*Texto fornecido*:
↓

11. O fato do padre Fritsch ter atuado como pároco nomeado no Tarauacá, que abrangia também o Envira e os outros rios, entre 1918 e 1934, não significa que o “padre José Fliutes” retirou mesmo o “corpo santo” de Maria, “na era de 30”, como afirmou, categoricamente Seu M., o rezador nascido no seringal Califórnia, vizinho do Liberdade, em 27. Mas, que aumenta muito a possibilidade, parece não haver dúvida... Ainda mais se levarmos em conta que, Seu M. cresceu e viveu a vida toda nesse trecho de rio e deu informações muito precisas sobre os “homens de verdade” dos seringais do Envira. Tão precisas que foi possível confirmar muitas delas em mapas e fontes históricas. Absurda a memória e alegria desse homem de noventa anos... Benza Deus!
12. Penso que está claro que não estou afirmando que essas duas histórias: a do corpo incorrupto de Maria e a de sua exumação, e envio para fora do Acre, pela Igreja, sejam reais. Mas... Acredito que é preciso saber mais a esse respeito. Por respeito, até...
13. De um jeito ou de outro, a devoção à Santa Maria do Liberdade seguiu forte entre o povo das beiras dos rios e da matas. Nas cidades mesmo, Feijó e Tarauacá, ficou sempre mais velada a conversa sobre aquela santa cheia de segredos e mistérios e milagres.

↑

*Linhas*:
↓

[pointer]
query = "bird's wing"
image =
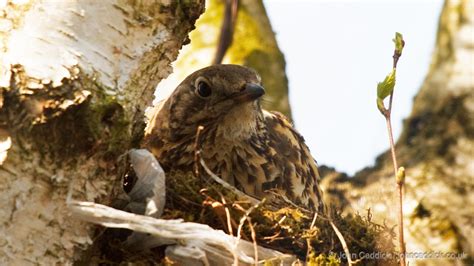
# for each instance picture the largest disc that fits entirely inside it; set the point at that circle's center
(292, 156)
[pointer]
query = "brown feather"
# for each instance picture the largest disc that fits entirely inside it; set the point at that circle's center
(250, 148)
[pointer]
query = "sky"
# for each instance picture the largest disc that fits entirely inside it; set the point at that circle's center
(336, 52)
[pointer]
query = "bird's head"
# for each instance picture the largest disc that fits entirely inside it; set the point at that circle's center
(224, 94)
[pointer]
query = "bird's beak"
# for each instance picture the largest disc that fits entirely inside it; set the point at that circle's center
(250, 92)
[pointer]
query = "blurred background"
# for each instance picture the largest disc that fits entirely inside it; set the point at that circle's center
(324, 59)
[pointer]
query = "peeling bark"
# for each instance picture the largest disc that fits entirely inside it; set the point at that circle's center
(75, 78)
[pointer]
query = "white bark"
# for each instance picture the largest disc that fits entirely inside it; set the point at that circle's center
(58, 57)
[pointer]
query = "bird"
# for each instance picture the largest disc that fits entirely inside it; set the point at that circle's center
(252, 149)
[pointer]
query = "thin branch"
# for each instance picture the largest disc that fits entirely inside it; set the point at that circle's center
(344, 244)
(227, 30)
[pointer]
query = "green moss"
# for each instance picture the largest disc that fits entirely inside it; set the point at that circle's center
(277, 225)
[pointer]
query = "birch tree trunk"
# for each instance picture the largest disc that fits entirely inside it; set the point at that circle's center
(436, 147)
(75, 79)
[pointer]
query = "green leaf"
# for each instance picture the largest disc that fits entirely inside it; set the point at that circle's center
(385, 87)
(399, 43)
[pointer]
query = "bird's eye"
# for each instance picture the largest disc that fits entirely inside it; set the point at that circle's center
(203, 89)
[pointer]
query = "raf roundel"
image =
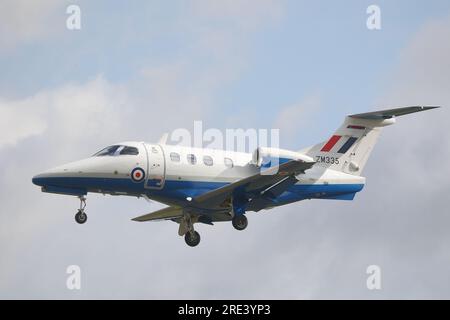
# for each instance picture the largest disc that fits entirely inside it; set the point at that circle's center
(138, 174)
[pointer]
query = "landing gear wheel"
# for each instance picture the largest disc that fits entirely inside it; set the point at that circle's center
(240, 222)
(81, 217)
(192, 238)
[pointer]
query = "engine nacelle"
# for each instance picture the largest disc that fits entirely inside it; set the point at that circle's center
(270, 157)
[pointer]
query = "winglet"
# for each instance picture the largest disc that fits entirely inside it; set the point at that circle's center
(391, 113)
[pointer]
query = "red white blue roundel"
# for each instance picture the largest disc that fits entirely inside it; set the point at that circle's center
(138, 174)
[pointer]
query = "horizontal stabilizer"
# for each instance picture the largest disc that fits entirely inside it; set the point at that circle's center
(390, 113)
(163, 214)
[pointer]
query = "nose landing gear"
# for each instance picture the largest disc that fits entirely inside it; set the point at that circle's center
(81, 216)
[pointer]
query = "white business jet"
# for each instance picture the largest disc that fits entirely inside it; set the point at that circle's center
(206, 185)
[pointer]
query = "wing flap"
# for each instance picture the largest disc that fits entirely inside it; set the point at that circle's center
(163, 214)
(259, 181)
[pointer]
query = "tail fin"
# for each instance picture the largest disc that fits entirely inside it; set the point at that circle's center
(350, 146)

↑

*Instrução escrita 1*:
Responda com base no texto sobre Santa Maria do Liberdade:
(a) Entre que anos o padre Fritsch atuou como pároco nomeado no Tarauacá?
(b) Em que seringal nasceu Seu M.?
(c) Em quais cidades a conversa sobre a santa ficou sempre mais velada?
*Instrução escrita 2*: Transcreva o trecho do texto sobre Santa Maria do Liberdade entre "11. O fato do" e "anos... Benza Deus!", inclusive.

*Solução do exercício 1*:
(a) Entre 1918 e 1934.
(b) No seringal Califórnia, vizinho do Liberdade.
(c) Em Feijó e Tarauacá.

*Solução do exercício 2*:
11. O fato do padre Fritsch ter atuado como pároco nomeado no Tarauacá, que abrangia também o Envira e os outros rios, entre 1918 e 1934, não significa que o “padre José Fliutes” retirou mesmo o “corpo santo” de Maria, “na era de 30”, como afirmou, categoricamente Seu M., o rezador nascido no seringal Califórnia, vizinho do Liberdade, em 27. Mas, que aumenta muito a possibilidade, parece não haver dúvida... Ainda mais se levarmos em conta que, Seu M. cresceu e viveu a vida toda nesse trecho de rio e deu informações muito precisas sobre os “homens de verdade” dos seringais do Envira. Tão precisas que foi possível confirmar muitas delas em mapas e fontes históricas. Absurda a memória e alegria desse homem de noventa anos... Benza Deus!